## Exercise directions:
Each entry in this listing needs to be written out again, word for word.

☆ ☆ ☆ ☆

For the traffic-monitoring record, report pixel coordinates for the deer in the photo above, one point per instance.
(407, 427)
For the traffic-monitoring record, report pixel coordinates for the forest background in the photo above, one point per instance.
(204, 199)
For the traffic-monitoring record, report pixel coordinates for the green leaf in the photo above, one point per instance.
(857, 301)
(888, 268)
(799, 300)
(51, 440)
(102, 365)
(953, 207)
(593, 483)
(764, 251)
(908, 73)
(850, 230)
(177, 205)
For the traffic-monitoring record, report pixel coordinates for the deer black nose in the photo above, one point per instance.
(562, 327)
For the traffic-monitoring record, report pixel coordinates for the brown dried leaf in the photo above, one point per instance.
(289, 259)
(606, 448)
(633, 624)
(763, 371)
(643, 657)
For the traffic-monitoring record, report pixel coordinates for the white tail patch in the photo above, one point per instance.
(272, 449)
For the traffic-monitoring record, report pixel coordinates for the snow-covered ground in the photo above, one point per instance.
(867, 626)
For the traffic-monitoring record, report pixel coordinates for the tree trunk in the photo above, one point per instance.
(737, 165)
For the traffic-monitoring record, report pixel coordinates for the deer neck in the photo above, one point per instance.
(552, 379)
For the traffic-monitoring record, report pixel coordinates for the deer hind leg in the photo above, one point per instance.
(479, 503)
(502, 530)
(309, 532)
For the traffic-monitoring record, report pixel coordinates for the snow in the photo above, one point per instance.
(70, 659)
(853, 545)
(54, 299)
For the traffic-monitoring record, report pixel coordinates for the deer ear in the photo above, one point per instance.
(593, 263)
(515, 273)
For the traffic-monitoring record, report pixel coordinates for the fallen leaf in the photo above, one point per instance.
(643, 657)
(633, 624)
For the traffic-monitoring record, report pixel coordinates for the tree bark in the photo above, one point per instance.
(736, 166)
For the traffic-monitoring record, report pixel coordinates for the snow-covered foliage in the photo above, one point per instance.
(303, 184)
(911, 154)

☆ ☆ ☆ ☆

## Solution below:
For the traffic-monitoring record, report pixel coordinates for the deer in the photo above, one point per instance.
(407, 427)
For the traffic-monitoring record, report pixel coordinates for the forest background in the photo above, one point per instance.
(204, 199)
For the traffic-monitoring record, report pixel coordinates for the green leaf in the photo above, one point per instance.
(857, 301)
(888, 268)
(799, 300)
(51, 440)
(102, 365)
(953, 207)
(593, 483)
(764, 251)
(908, 73)
(850, 230)
(177, 205)
For the traffic-monitoring record, report pixel coordinates for the deer black nose in the photo above, one point per instance.
(562, 327)
For the traffic-monitoring record, report pixel coordinates for the brown dried leaf in the photo above, one point per instance.
(289, 259)
(606, 448)
(633, 624)
(763, 371)
(643, 657)
For the traffic-monitoring record, report pixel coordinates for the white tail patch in the photo above, one point per instance.
(272, 449)
For the traffic-monitoring record, report pixel coordinates for the snow-covered ground in the photo above, one point per instance.
(867, 626)
For the traffic-monitoring record, report pixel coordinates for the tree trunk in the photo above, one point per instance.
(737, 165)
For the traffic-monitoring record, report pixel coordinates for the deer neck in the photo above, one point per instance.
(552, 379)
For the traffic-monitoring record, report pixel coordinates for the deer hind leg in the photo above, one point per instance.
(479, 503)
(502, 530)
(309, 532)
For the traffic-monitoring record, report pixel coordinates for the snow in the photo above, one point per instance.
(70, 659)
(853, 545)
(54, 299)
For the traffic-monitoring record, report pixel coordinates for the deer ear in the photo above, one point per instance.
(593, 263)
(515, 273)
For the traffic-monitoring record, report pixel coordinates for the fallen leaf in the photo above, one point per instance.
(643, 657)
(633, 624)
For the traffic-monitoring record, report pixel coordinates for the tree bark in the photo above, one point per instance.
(736, 166)
For the traffic-monitoring record, report pixel coordinates for the snow-covered foliage in the photo above, one point per instance.
(303, 184)
(911, 154)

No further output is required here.